Una crítica al espíritu globalista de Thomas Friedman desde su mirada sobre China y Trump

 

En un artículo reproducido la La Nación en el día de hoy, Thomas Friedman, opina sobre el futuro tecnológico que ve en China y no en el Estados Unidos de Trump. Nos lleva de la mano a un Tomorrowland en el campus de Huawei en Shanghái, como un guía turístico maravillado por los logros de un régimen que él mismo admite, casi de soslayo, hace desaparecer a sus opositores. Su tono destila asombro, casi nostalgia por un porvenir que se le escapa a su país, mientras critica con dureza los aranceles de Trump como un error infantil, un berrinche proteccionista que nos aleja del progreso. Pero al leerlo, no puedo evitar preguntarme: ¿dónde está esa misma indignación, esa precisión quirúrgica, cuando se trata del comunismo chino, un sistema que aplasta libertades y vidas con una eficiencia que ningún arancel podría igualar? Friedman, con su espíritu globalista, parece haber perdido el rumbo, y me propongo aquí mostrar por qué su visión no solo es ingenua, sino peligrosa.

Friedman pinta a Trump como un mago torpe, alguien que con sus muros arancelarios ignora la realidad de las cadenas globales, y no le falta razón en que el mundo está conectado. Su objeción a Trump es visceral: lo acusa de desmantelar instituciones científicas y de carecer de estrategia, como si los aranceles fueran un capricho y no una herramienta —tosca, sí, pero efectiva— para presionar a China. En cambio, cuando describe al régimen chino, su tono se dulcifica. Habla del “club de fitness de China” —un término que toma de Jörg Wuttke— con admiración: 3,5 millones de graduados STEM al año, trenes de alta velocidad que humillan al Amtrak, y una capacidad de fabricar más barato, rápido y con IA. Lo presenta como un logro digno de aplauso, no como el fruto de un sistema totalitario que no tolera disidencia.

Aquí está el primer problema: Friedman objeta a Trump con una furia que nunca dirige a Pekín. A Trump lo tilda de impredecible, citando a Michele Gelfand de Stanford: “El enfoque de Trump, basado en ganar-perder, para negociar es un juego peligroso.” Pero cuando menciona que en China “desafías al gobierno del Partido Comunista” y “desapareces rápidamente” gracias a cámaras omnipresentes, lo hace como una nota al pie, casi pintoresca. ¿Dónde está la condena al pensamiento mágico de un régimen que cree poder borrar personas y seguir siendo un socio confiable? Trump puede ser errático, pero no manda a sus críticos a campos de reeducación. Friedman, en su afán globalista, parece más molesto por los aranceles que por las desapariciones, como si la libertad fuera un lujo secundario frente a la eficiencia tecnológica.
────────────────────────────────────────
CONSIGNA 1
Resume en dos oraciones la crítica a Thomas Friedman.
CONSIGNA 2
Prosigue la crítica a Thomas Friedman a partir de su último párrafo, en la misma voz.
────────────────────────────────────────
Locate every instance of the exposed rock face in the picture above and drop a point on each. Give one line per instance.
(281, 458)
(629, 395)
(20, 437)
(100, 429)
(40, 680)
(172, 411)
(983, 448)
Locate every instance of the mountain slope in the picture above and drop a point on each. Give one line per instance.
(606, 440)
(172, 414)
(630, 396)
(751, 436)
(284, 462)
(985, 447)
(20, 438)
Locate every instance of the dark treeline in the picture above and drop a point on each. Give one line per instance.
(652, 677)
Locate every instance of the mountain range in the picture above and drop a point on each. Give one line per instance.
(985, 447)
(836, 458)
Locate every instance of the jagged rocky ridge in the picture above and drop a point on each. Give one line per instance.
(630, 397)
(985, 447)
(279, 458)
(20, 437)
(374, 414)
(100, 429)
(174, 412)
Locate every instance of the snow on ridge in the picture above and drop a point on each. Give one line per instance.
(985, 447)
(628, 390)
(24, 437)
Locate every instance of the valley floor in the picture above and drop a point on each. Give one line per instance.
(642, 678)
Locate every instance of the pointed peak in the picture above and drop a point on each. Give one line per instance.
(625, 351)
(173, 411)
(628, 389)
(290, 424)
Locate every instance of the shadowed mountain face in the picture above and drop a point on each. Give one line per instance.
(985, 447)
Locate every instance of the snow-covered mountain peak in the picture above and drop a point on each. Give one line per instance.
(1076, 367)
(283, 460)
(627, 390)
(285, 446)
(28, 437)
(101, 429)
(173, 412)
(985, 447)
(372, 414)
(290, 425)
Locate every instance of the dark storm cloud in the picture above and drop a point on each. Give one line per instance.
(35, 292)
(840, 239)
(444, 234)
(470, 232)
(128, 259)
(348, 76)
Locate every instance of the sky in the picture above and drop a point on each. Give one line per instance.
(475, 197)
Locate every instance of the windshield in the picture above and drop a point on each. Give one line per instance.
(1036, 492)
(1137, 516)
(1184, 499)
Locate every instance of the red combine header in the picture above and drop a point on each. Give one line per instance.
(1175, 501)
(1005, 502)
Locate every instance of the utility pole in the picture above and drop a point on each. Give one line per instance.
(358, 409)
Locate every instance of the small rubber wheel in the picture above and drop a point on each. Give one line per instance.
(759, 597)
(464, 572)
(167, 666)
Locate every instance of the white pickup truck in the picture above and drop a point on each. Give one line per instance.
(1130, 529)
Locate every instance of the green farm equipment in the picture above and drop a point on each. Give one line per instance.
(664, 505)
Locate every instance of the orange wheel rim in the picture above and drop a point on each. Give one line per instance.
────────────────────────────────────────
RESULTADO 1
El texto cuestiona un artículo de Thomas Friedman reproducido en La Nación, en el que este se maravilla con el futuro tecnológico de China y critica con dureza los aranceles de Trump como un berrinche proteccionista. Según el texto, Friedman dirige contra Trump una furia que nunca vuelca sobre Pekín, cuyos logros presenta con admiración aunque el régimen haga desaparecer a sus opositores, y por eso su visión globalista es no solo ingenua, sino peligrosa.

RESULTADO 2
China, para Friedman, es un modelo a imitar. Nos cuenta cómo Huawei, con apoyo estatal, superó las sanciones de 2019 y lanzó el Mate 60 con chips propios, o cómo instaló 100.000 cargadores rápidos para vehículos eléctricos en 2024, mientras Estados Unidos apenas logró 214 con 7500 millones de dólares. Es un relato de admiración, pero omite el costo humano. Este no es un sistema que fomenta la creatividad por amor al progreso, sino uno que la extrae a la fuerza. El economista Milton Friedman lo diría mejor: “Un avance tecnológico que solo se logra bajo coerción no es progreso, es esclavitud disfrazada” (Capitalism and Freedom, 1962, p. 13, adaptada). Esos 3,5 millones de graduados STEM no son un triunfo del espíritu humano, sino de un estado que los moldea como piezas de una línea de montaje, sin espacio para la duda. Friedman lo sabe —admite las cámaras y las desapariciones—, pero prefiere maravillarse con el monorriel de Huawei antes que cuestionar el precio.

Su solución, una colaboración donde Estados Unidos use capital y tecnología chinos, es el corazón de su globalismo: una interdependencia que, según Dov Seidman, es “nuestra condición” y donde “nuestra única opción es forjar interdependencias sanas y prosperar juntos.” Quiere que abramos las puertas a empresas chinas, que las dejemos invertir en Texas en vez de prohibirles comprar tierras, como propone un proyecto del Senado texano. Pero, ¿qué confianza puede haber con un régimen que te arresta “rápidamente” si lo desafías? El economista Dani Rodrik, crítico del globalismo desmedido, lo pone en perspectiva: “La integración económica con regímenes autoritarios no genera prosperidad mutua, sino dependencia asimétrica” (The Globalization Paradox, 2011, p. 189). Friedman sueña con una colaboración donde ambas partes ganen, pero ignora que China no juega con las mismas reglas. Trump, con sus aranceles, al menos reconoce al adversario; Friedman lo invita a la mesa como si fuera un amigo.

Comparen el tono: a Trump lo acusa de asustarse y perder de vista el mundo real. A China la elogia por no querer una guerra comercial, por necesitar un acuerdo, como si su burbuja inmobiliaria fuera una vulnerabilidad noble. Pero esa vulnerabilidad no cambia que sea un estado comunista que desaparece a sus ciudadanos, algo que Friedman menciona sin inmutarse. Si Trump es un peligro por su imprevisibilidad, ¿qué es China por su predictibilidad autoritaria? El economista Joseph Stiglitz advierte: “Depender de un régimen que prioriza el control sobre la libertad es apostar la economía a un castillo de naipes” (Globalization and Its Discontents, 2002, p. 214). Friedman prefiere el canto de sirena de la interdependencia a la realidad de que no todos buscan el bien común.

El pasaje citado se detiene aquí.